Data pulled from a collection
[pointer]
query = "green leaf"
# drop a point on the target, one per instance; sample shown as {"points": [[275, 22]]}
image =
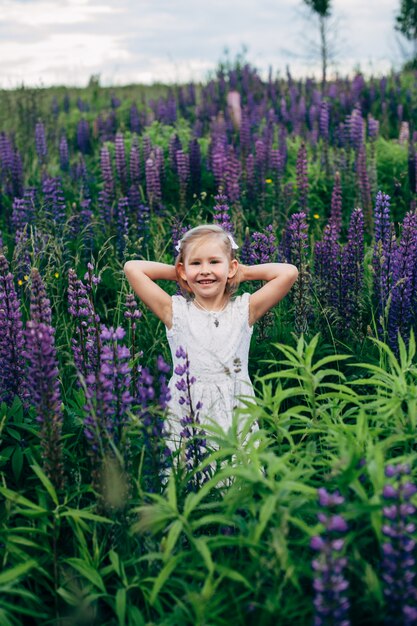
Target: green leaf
{"points": [[12, 574], [120, 607], [87, 571], [46, 483]]}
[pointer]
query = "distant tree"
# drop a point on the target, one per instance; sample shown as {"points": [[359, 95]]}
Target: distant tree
{"points": [[323, 9], [406, 22]]}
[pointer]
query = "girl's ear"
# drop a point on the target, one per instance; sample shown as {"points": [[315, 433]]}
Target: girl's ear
{"points": [[181, 271], [234, 264]]}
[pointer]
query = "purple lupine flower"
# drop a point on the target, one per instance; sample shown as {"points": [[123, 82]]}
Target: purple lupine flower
{"points": [[232, 175], [108, 397], [302, 177], [327, 267], [44, 395], [54, 201], [363, 183], [153, 183], [352, 268], [336, 204], [194, 437], [221, 214], [174, 145], [84, 345], [195, 166], [134, 164], [399, 548], [63, 154], [134, 119], [324, 121], [107, 193], [297, 228], [120, 156], [12, 376], [331, 602], [263, 248], [219, 163], [40, 305], [83, 136], [122, 226], [40, 142], [183, 169], [383, 253], [404, 264], [356, 129], [245, 132]]}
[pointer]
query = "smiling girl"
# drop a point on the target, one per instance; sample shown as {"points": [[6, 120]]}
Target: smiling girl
{"points": [[206, 323]]}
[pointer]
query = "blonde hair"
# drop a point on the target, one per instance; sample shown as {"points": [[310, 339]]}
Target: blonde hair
{"points": [[191, 237]]}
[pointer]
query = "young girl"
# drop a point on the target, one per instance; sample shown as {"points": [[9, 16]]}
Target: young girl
{"points": [[212, 328]]}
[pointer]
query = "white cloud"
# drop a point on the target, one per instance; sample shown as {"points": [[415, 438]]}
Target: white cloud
{"points": [[44, 13], [60, 59]]}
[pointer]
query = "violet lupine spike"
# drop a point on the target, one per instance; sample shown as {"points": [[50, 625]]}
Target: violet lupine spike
{"points": [[107, 173], [63, 154], [54, 201], [219, 164], [44, 395], [195, 166], [183, 169], [352, 271], [157, 452], [134, 164], [403, 282], [297, 228], [83, 136], [331, 603], [263, 248], [398, 566], [120, 157], [327, 267], [221, 214], [40, 305], [12, 367], [84, 343], [302, 178], [108, 397], [382, 255], [232, 177], [192, 434], [364, 184], [40, 142], [174, 145], [153, 183], [336, 204], [122, 226], [134, 119]]}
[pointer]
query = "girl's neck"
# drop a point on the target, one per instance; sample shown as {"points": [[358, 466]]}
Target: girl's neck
{"points": [[212, 306]]}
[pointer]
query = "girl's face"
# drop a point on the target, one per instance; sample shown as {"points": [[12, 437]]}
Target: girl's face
{"points": [[206, 269]]}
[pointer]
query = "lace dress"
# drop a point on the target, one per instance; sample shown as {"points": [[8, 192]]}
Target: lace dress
{"points": [[217, 345]]}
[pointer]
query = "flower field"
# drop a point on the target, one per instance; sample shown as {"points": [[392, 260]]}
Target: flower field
{"points": [[311, 519]]}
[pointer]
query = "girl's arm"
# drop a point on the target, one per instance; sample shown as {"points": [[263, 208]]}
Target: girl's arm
{"points": [[141, 276], [280, 278]]}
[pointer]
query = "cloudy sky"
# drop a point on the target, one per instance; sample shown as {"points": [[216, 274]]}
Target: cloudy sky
{"points": [[45, 42]]}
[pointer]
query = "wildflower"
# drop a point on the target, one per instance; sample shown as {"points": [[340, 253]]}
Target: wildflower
{"points": [[330, 584], [399, 563]]}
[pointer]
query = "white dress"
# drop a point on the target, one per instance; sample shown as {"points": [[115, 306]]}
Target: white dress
{"points": [[218, 357]]}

→ **Goal**:
Report how many lines of the rows above contain the string "girl", treating case as significant. Give only the number.

→ **Solved problem**:
12